# Provided text start

As a next step, I'll be working on trait object safety.

qnighy avatar Aug 20 '18 00:08 qnighy

@mikeyhew Sadly @alercah just postponed their DerefMove RFC, but I think a separate RFC for &move that complements that (when it does get revived) would be very much desirable. I would be glad to assist with that even, if you're interested.

alexreg avatar Aug 22 '18 01:08 alexreg

@alexreg I would definitely appreciate your help, if I end up writing an RFC for &move.

The idea I have so far is to treat unsized rvalues as a sort of sugar for &move references with an implicit lifetime. So if a function argument has type T, it will be either be passed by value (if T is Sized) or as a &'a move T, and the lifetime 'a of the reference will outlive the function call, but we can't assume any more than that. For an unsized local variable, the lifetime would be the variable's scope. If you want something that lives longer than that, e.g. you want to take an unsized value and return it, you'd have to use an explicit &move reference so that the borrow checker can make sure it lives long enough.

mikeyhew avatar Aug 23 '18 03:08 mikeyhew

@mikeyhew That sounds like a reasonable approach to me. Has anyone specified the supposed semantics of &move yet, even informally? (Also, I'm not sure if bikeshedding on this has already been done, but we should probably consider calling it &own.)

alexreg avatar Aug 24 '18 03:08 alexreg

Not sure if this is the right place to document this, but I found a way to make a subset of unsized returns (technically, all of them, given a T -> Box<T> lang item) work without ABI (LLVM) support:

  • only Rust ABI functions can return unsized types
  • instead of passing a return pointer in the call ABI, we pass a return continuation
    • we can already pass unsized values to functions, so if we could CPS-convert Rust functions (or wanted to), we'd be done (at the cost of a stack that keeps growing)
    • @nikomatsakis came up with something similar (but only for Box) a few years ago
  • however, only the callee (potentially a virtual method) needs to be CPS-like, and only in the ABI, the callers can be restricted and/or rely on dynamic allocation, not get CPS-transformed
  • while Clone becoming object-safe is harder, this is an alright starting point:
// Rust definitions
trait CloneAs<T: ?Sized> {
    fn clone_as(&self) -> T;
}
impl<T:  Trait + Clone> CloneAs<dyn Trait> for T {
    fn clone_as(&self) -> dyn Trait { self.clone() }
}
trait Trait: CloneAs<dyn Trait> {}
// Call ABI signature for `<dyn Trait as CloneAs<dyn Trait>>::clone_as`
fn(
     // opaque pointer passed to `ret` as the first argument
    ret_opaque: *(),
    // called to return the unsized value
    ret: fn(
        // `ret_opaque` from above
        opaque: *(),
        // the `dyn Trait` return value's components
        ptr: *(), vtable: *(),
    ) -> (),
    // `self: &dyn Trait`'s components
    self_ptr: *(), self_vtable: *(),
) -> ()

# Provided text end
# Data section start

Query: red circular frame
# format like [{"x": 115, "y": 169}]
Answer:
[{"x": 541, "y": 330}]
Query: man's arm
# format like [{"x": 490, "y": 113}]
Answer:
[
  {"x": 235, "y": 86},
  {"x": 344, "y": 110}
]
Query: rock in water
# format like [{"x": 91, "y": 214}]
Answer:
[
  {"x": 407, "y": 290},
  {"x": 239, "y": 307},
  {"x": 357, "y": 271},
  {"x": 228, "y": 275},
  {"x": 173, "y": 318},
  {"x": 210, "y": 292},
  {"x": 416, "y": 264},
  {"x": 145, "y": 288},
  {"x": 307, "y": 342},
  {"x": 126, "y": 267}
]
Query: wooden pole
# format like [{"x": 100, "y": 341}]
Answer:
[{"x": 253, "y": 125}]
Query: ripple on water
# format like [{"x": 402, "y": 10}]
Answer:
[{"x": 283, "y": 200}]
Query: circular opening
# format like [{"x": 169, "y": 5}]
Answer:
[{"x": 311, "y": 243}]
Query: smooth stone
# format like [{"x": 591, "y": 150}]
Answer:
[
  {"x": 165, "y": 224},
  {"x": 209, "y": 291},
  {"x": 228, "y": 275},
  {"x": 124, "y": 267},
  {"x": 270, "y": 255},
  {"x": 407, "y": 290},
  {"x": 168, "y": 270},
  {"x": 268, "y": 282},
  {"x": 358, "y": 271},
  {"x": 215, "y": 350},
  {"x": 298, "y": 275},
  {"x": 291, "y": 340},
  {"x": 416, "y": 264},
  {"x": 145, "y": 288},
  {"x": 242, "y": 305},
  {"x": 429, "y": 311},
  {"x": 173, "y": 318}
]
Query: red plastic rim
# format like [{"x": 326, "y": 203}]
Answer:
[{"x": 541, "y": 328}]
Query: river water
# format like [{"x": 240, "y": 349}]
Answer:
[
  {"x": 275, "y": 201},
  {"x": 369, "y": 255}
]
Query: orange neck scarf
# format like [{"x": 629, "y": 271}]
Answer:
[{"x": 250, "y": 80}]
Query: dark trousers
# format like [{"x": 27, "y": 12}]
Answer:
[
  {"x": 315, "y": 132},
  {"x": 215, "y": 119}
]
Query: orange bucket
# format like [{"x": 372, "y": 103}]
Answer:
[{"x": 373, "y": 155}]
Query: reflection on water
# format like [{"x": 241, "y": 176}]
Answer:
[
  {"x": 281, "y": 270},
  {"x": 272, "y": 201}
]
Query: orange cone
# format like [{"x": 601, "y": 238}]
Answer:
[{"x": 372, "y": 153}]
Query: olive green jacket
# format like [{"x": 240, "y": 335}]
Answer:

# Data section end

→ **Brief A**
In the thread on unsized rvalues, why would returning an unsized value require an explicit &move reference? Answer in one to three sentences.
→ **Brief B**
Carry the thread on unsized rvalues forward from its last line.

→ **Written answer A**
Under the proposed approach, an unsized argument is passed as a &move reference whose implicit lifetime is only guaranteed to outlive the function call, and an unsized local variable's lifetime is its scope. Returning the value needs it to live longer than that. An explicit &move reference is therefore required so that the borrow checker can make sure it lives long enough.

→ **Written answer B**
  • the caller would use the ret_opaque pointer to pass one or more sized values to its stack frame
    • could allow ret return one or two pointer-sized values, but that's an optional optimization
  • we can start by allowing composed calls, of this MIR shape:
y = call f(x); // returns an unsized value
z = call g(y); // takes the unsized value and returns a sized one
// by compiling it into:
f(&mut z, |z, y| { *z = call g(y); }, x)
  • this should work out of the box for {Box,Rc,...}::new(obj.clone_as())
  • while we could extract entire portions of the MIR into these "return continuations", that's not necessary for being able to express most things: worst case, you write a separate function
  • since Box::new works, anything with a global allocator around could fall back to that
    • let y = f(x); would work as well as let y = *Box::new(f(x));
    • its cost might be a bit high, but so would that of a proper "unsized return" ABI
  • we can, at any point, switch to an ABI where e.g. the value is copied onto the caller's stack, effectively "extending it on return", and there shouldn't be any observable differences

cc @rust-lang/compiler

eddyb avatar Aug 25 '18 16:08 eddyb

@alexreg

Has anyone specified the supposed semantics of &move yet, even informally?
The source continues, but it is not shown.